(Provided text Opens)

Gavin Lux lost his quarterfinal matchup with Rays pitcher Blake Snell, two games to none, in the MLB The Show Players League playoffs, which began Friday night.
Snell won the first game 3-2 at Tropicana Field, thanks to virtual home runs by Austin Meadows and Mike Zunino against Walker Buehler. Virtual Lux homered in Game 2 at Dodger Stadium, and took a 3-0 lead with three outs to play, but Kenley Jansen allowed a home run, triple, and double before recording two outs, then Joe Kelly came in to walk a batter, then a three-run homer that proved to be the winning blow for Snell. The Dodgers rallied for a run in the bottom of the third, but the Rays held on for a 5-4 win.

(Provided text Closes)
(Entries shown Opens)

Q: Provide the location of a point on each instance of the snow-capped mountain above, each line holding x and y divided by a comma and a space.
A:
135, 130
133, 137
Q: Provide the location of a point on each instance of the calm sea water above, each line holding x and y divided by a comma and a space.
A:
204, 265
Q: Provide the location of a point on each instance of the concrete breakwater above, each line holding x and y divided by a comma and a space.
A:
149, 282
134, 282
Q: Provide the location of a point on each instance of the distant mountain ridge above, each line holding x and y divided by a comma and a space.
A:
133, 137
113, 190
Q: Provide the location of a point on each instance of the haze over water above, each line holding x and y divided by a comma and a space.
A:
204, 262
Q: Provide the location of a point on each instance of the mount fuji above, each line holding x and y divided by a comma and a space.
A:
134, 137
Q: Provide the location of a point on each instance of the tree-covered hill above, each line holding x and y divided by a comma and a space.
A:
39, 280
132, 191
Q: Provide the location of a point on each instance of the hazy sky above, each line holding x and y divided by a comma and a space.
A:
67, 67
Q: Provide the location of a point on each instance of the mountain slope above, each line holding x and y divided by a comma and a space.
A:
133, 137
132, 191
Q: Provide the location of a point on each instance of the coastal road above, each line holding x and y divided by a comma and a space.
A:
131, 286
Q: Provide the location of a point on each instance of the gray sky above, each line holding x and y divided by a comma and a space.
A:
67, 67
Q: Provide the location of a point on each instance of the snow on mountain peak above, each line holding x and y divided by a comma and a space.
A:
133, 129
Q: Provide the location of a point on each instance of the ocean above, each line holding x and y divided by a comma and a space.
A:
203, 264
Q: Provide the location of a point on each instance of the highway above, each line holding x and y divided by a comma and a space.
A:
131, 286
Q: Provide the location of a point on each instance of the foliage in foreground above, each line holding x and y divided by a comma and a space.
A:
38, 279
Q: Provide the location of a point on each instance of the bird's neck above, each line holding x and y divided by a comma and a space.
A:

(Entries shown Closes)

■ Problems to solve:
(a) In the report on the video game playoff series, what was the final score of Game 2?
(b) List every person named in the report on the video game playoff series.
(c) Carry the report on the video game playoff series forward from its final sentence.
These records were taken from a separate source.

■ Answers to the tasks:
(a) The Rays won Game 2, 5-4.

(b) Gavin Lux, Blake Snell, Austin Meadows, Mike Zunino, Walker Buehler, Kenley Jansen, Joe Kelly

(c)
Snell was 24-5 during the regular season, earning the top seed in the postseason. Lux, the No. 8 seed, was an underdog to the tune of +240 in this quarterfinal matchup, per BetOnline. Before the playoffs began, BetOnline gave Lux 11-1 odds to win the championship.
Lux finished the regular season at 19-10, tied with Dwight Smith Jr., Lucas Giolito, and Ian Happ, but fell to the eighth seed by scoring fewer runs over the course of the season than all three.
Smith beat Jeff McNeil in the other quarterfinal matchup Friday, and will face Snell on Saturday. The semifinals will be best-of-3 series, split on Saturday between ESPN2 (1 p.m. PT) and FS1 (5 p.m.), with the other participants determined from the remaining two quarterfinal matchups earlier Saturday (noon PT) on ESPN2.
The championship series, this one best-of-5, will be played Sunday at 11:30 a.m., and will be televised by ESPN.
Links & news
- Jayson Stark at The Athletic wrote about various things we missed with no baseball in April. Among them was a major league executive gushing about the Dodgers: “You could have picked any record except maybe 25-0, and it wouldn’t have surprised me. That team is the showtime Lakers, and it’s bad for baseball that we don’t get to watch it.”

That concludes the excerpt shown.